_EXERCISE OBJECTIVE_
Translate this sentence from the passage below on algal-derived genes in C. velia into Spanish: "Interestingly, 47% (24/51) of these EGT candidates were also predicted to encode an N-terminal plastid targeting presequence (Woehle et al. 2011), providing an independent evidence of their link to the plastid (table 1)."

_TEXT PASSAGE_
=== Section Start ===
Note.—Italic characters denote ancient paralogs, that is, duplication occurred in the algal donor, and both copies were possibly acquired via EGT.

aPossible origins in C. velia. R: Red algae; G: Green algae; R/G: Red and/or Green algae; R/Gl: Red and/or Glaucophyte algae; R/G/Gl: Red and/or Green and/or Glaucophyte algae.

bAs inferred in Woehle et al. (2011).

cCoverage is defined here as the length of the C.velia gene fragment divided by the total length of the alignment after masking of the poorly aligned sites (trimal).

dAlso recovered in Woehle et al. (2011).

All in all, detailed inspection of automatically parsed trees recovered a mere 51 genes in this C. velia EST dataset possibly supporting transfers from an algal endosymbiont, although sampling is often so limited as to preclude any strong conclusions about the direction of the transfer. Interestingly, 47% (24/51) of these EGT candidates were also predicted to encode an N-terminal plastid targeting presequence (Woehle et al. 2011), providing an independent evidence of their link to the plastid (table 1). Other aspects of these trees are not so easily explained. For example, 12 genes inferred to be of red algal origin included chlorarachniophytes in the “red” clade, but these algae possess green secondary plastids (Rogers et al. 2007). Although compatible with the nested phylogenetic position of the chlorarachniophyte host among the red algal plastid-containing groups stramenopile, alveolate, and hatophytes (Burki et al. 2007; 2012), it implies additional HGT events either before or after the establishment of its green plastid (Archibald et al. 2003).

Most importantly, however, these analyses show that large-scale phylogenomic pipelines can result in drastic differences: from the same transcriptome data we identified 51 putative algal-derived genes, versus 513 identified by Woehle et al. (2011). But this is only part of the problem, because the overlap in genes identified by the two analyses was only eight genes, meaning that 43 (84%) of the genes that we identified were not recovered by Woehle et al. (2011), whereas 505 (98%) of the genes they identified did not meet our criteria (fig. 4). We see a number of explanations for this discrepancy, some of which compound the effects of others. (1) The database used in Woehle et al. (2011) to populate the phylogenetic trees led to misleading results. Very limited sampling for land plants (only two representatives, A. thaliana and Physcomitrella patens) did not permit to recover the monocot signal in 109 genes, 10 of which were wrongly classified as contributing to the green signal in Woehle et al. (2011) (fig. 4; supplementary table S1, Supplementary Material online). The absence of prokaryotes was also problematic and precluded the identification of several instances of complicated phylogenetic patterns (including non-exclusive HGTs) rather than evidence of red and green signals. Supplementary figure S5 (Supplementary Material online) shows examples of such phylogenies impacted by the inclusion of prokaryotes that do not support an algal ancestry in C. velia, but were inferred to do so in Woehle et al. (2011). (2) The procedure to select the final taxa entering the phylogenetic reconstruction step in Woehle et al. (2011) interfered with the interpretation of the resulting trees. Specifically, all taxa except C. velia, red and green alga, and an outgroup were removed from clusters of homologous sequences prior to the phylogenetic reconstructions, which likely exacerbated the problem outlined above. (3) No statistical support was used to evaluate the robustness of the trees, resulting in many trees showing only weak affinity to red or green algae yet classified as contributing to the overall photosynthetic signal.
=== Section End ===
_DATASET SECTION_
=== Section Start ===
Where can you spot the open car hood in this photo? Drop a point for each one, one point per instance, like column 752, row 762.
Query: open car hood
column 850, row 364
=== Section End ===
_SOLVED EXERCISE_
Curiosamente, también se predijo que el 47 % (24/51) de estos candidatos a EGT codifica una presecuencia N-terminal de direccionamiento al plástido (Woehle et al. 2011), lo que aporta una prueba independiente de su vínculo con el plástido (tabla 1).